SOURCE DATA:
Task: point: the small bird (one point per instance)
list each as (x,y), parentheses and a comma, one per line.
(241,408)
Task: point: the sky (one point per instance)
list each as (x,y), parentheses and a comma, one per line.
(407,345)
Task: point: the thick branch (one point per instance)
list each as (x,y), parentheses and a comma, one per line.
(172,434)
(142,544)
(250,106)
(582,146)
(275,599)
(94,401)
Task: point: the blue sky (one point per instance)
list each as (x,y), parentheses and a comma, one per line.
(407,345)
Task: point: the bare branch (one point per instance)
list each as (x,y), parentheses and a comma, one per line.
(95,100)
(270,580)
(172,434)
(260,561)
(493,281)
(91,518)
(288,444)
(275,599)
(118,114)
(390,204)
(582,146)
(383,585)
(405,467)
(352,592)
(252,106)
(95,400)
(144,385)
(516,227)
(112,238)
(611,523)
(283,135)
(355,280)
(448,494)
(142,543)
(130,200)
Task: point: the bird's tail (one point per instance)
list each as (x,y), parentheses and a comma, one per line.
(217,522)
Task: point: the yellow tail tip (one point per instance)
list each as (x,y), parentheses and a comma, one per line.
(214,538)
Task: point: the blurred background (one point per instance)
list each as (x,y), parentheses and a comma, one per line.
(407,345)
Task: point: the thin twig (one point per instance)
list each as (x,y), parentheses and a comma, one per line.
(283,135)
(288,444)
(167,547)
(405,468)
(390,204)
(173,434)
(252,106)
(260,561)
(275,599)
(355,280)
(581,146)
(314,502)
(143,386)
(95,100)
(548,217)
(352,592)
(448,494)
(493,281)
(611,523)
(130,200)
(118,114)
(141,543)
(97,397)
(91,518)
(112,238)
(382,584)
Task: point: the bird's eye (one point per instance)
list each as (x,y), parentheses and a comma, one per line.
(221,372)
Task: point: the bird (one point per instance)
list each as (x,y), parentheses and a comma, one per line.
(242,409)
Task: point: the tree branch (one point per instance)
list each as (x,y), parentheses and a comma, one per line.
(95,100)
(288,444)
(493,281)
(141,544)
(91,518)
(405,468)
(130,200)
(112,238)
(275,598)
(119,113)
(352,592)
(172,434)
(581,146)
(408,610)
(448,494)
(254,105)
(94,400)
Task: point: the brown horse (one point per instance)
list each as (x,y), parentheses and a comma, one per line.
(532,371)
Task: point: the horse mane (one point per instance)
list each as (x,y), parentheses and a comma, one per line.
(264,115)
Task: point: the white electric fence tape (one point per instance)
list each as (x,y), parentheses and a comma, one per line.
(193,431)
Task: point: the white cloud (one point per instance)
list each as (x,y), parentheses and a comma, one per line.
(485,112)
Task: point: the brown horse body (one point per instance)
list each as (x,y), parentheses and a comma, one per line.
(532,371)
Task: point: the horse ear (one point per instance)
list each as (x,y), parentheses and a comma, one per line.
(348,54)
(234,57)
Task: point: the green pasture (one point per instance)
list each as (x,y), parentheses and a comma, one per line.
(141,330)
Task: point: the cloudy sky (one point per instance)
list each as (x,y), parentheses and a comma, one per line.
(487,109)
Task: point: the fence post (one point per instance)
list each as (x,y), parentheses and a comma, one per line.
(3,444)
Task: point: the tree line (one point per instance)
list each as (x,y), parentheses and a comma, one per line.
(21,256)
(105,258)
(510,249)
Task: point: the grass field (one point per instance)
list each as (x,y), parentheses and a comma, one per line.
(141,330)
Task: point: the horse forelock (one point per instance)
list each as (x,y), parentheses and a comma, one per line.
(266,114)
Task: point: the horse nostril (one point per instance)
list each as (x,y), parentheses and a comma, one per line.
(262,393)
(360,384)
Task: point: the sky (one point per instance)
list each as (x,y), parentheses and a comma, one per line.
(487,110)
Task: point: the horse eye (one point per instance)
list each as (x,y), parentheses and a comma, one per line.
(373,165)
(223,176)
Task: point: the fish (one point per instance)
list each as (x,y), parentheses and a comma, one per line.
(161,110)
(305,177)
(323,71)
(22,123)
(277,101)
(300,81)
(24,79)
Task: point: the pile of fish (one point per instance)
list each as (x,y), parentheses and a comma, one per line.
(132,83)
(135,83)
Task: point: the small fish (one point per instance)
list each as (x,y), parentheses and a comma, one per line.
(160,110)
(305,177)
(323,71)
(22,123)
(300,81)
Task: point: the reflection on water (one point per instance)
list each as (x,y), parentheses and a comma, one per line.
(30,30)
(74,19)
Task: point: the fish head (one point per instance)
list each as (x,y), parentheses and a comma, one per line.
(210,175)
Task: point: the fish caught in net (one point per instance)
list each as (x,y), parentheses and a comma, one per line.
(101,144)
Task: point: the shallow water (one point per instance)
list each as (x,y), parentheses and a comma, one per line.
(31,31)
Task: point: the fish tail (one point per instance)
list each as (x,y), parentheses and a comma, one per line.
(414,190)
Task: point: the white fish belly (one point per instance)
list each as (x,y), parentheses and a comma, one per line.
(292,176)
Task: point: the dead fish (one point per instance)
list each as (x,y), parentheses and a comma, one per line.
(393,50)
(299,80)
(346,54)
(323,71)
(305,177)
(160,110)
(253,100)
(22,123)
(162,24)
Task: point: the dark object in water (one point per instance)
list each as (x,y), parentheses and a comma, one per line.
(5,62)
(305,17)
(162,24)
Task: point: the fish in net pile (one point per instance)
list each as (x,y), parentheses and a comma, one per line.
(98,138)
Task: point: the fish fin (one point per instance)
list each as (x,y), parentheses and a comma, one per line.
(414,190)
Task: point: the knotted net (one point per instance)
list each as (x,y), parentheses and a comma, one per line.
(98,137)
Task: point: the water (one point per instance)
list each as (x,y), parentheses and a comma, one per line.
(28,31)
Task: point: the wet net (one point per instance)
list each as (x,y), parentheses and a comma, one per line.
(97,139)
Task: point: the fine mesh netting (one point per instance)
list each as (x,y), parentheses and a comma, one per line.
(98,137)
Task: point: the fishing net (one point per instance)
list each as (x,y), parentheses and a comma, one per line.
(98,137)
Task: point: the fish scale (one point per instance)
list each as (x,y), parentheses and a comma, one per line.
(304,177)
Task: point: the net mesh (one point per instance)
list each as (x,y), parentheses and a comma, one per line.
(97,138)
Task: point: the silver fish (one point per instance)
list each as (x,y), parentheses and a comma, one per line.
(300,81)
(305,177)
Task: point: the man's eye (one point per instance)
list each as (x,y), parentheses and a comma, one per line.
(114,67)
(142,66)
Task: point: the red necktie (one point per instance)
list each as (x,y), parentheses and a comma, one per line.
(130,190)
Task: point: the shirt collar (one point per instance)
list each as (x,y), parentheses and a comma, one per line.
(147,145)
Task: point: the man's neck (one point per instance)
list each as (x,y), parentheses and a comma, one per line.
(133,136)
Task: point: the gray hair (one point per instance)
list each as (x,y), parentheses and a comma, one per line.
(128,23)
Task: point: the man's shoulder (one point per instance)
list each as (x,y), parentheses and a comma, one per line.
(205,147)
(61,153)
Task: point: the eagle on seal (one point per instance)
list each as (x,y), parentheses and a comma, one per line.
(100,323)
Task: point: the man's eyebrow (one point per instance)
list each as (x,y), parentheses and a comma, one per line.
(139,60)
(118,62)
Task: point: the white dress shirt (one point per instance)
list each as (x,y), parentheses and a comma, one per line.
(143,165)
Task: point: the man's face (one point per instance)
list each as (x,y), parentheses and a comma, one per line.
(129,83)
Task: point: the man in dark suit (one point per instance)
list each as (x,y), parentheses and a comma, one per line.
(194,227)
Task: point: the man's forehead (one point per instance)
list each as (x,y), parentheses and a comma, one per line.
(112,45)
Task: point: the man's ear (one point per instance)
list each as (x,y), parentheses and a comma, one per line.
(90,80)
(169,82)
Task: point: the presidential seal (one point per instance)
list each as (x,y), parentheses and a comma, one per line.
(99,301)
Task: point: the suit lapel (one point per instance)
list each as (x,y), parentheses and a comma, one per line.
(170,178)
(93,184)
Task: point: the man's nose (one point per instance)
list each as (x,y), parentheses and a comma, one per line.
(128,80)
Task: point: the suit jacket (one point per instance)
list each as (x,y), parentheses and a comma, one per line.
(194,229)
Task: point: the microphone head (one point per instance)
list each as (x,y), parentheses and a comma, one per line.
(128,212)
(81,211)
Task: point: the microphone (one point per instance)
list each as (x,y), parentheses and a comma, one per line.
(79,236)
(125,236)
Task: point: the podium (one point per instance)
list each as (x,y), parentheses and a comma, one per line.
---
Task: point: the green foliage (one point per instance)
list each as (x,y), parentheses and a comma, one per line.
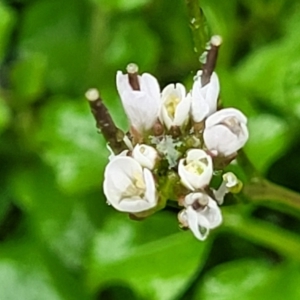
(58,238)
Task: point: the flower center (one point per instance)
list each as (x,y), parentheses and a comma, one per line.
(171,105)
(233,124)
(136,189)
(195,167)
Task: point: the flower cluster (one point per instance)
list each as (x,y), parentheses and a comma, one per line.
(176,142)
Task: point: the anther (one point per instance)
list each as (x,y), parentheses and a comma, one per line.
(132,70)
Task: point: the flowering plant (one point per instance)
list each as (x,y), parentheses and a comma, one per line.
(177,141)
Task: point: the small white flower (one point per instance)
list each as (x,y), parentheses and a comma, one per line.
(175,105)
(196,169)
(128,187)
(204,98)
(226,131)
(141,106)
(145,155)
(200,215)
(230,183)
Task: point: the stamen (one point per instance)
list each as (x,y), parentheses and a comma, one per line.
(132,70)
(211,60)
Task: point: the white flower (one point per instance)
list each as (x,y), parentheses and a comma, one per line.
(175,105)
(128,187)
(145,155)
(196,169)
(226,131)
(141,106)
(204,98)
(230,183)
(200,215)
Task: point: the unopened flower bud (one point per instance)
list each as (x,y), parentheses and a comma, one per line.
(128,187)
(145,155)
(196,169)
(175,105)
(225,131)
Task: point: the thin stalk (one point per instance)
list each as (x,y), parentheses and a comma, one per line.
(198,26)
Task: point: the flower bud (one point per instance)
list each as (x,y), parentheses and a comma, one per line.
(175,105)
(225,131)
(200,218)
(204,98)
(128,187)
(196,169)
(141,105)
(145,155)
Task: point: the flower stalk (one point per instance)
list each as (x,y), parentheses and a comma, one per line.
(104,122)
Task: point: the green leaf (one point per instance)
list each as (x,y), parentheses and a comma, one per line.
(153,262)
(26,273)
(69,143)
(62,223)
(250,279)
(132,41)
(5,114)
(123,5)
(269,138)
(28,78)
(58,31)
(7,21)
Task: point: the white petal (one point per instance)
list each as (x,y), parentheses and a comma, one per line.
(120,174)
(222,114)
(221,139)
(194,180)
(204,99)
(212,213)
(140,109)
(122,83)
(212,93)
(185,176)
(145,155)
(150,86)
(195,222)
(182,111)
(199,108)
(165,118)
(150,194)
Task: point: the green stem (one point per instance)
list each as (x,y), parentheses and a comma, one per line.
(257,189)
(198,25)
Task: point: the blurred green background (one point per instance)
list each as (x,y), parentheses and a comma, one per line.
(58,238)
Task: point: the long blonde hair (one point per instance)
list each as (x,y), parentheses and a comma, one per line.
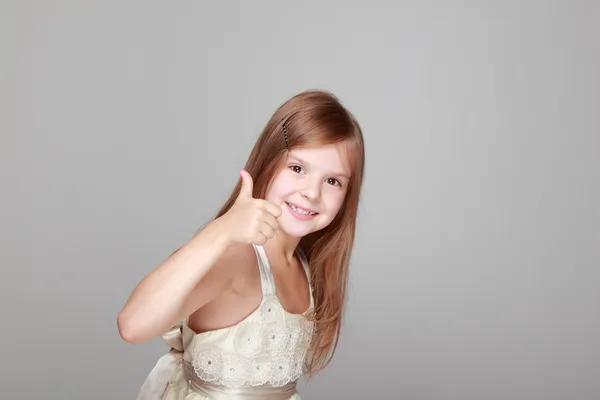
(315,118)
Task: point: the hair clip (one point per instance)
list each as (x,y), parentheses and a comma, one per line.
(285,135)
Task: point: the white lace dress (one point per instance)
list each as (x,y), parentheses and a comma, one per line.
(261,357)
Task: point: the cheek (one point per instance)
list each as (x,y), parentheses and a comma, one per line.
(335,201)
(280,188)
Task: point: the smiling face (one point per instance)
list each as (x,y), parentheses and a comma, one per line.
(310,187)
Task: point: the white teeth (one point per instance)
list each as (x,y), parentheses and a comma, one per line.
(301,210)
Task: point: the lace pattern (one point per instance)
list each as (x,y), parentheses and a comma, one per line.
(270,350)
---
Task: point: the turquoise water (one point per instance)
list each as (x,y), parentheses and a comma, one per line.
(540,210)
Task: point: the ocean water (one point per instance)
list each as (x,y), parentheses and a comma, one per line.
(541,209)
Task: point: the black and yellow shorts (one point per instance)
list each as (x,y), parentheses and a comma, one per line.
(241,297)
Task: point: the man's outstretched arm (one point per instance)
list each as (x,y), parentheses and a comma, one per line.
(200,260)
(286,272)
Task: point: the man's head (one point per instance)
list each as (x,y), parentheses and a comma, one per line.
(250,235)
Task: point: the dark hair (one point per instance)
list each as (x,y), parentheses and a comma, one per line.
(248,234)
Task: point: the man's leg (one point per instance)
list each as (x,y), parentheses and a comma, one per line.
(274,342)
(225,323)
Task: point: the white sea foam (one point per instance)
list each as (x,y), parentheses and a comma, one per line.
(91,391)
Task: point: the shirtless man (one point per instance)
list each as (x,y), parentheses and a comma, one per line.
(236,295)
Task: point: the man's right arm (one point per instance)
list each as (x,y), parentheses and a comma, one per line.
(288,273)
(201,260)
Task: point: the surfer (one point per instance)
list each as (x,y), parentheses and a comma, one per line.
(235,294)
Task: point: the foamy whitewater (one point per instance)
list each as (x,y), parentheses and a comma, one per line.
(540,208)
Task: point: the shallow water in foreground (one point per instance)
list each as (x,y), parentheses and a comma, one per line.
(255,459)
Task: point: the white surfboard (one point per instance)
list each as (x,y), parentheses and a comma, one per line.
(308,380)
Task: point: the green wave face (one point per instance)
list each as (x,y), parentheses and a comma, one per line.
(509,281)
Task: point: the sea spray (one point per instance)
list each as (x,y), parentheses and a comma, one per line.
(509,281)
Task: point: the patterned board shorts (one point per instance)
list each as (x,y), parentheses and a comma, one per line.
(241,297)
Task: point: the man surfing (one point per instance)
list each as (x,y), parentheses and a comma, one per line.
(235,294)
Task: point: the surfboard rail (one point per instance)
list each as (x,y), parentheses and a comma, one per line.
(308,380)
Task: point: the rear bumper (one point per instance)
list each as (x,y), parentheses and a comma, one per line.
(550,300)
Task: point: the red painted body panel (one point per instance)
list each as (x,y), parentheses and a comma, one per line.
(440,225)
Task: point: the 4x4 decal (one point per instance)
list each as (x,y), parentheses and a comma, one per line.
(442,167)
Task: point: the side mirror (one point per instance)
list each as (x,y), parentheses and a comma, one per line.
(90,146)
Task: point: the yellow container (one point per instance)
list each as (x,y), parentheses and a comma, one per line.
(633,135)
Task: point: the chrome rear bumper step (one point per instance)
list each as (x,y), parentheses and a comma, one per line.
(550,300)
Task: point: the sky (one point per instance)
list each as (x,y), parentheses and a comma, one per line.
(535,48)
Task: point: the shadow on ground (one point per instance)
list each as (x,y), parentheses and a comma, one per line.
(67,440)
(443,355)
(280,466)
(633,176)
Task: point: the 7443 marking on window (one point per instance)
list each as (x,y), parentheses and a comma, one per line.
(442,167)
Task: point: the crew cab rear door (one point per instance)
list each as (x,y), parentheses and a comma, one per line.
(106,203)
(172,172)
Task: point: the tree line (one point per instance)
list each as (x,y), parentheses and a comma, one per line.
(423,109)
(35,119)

WORK TO COMPLETE:
Look above for the line with "Task: point: the small bird" and the line with "Task: point: the bare". Retype those two lines and every line between them exactly, adding nothing.

YOUR SOLUTION:
Task: point: the small bird (one point per instance)
list each as (x,y), parentheses and a comma, one per line.
(241,408)
Task: point: the sky (one point per instance)
list each as (x,y), parentheses and a comma, one per line.
(407,345)
Task: point: the thick branch (one point per instance)
list each as (x,y), parentheses and a comma, one per line.
(172,434)
(142,544)
(250,106)
(582,146)
(275,599)
(94,401)
Task: point: the blue sky (one point per instance)
list each as (x,y), parentheses and a comma, one per line.
(407,345)
Task: point: the bare branch (one point per instance)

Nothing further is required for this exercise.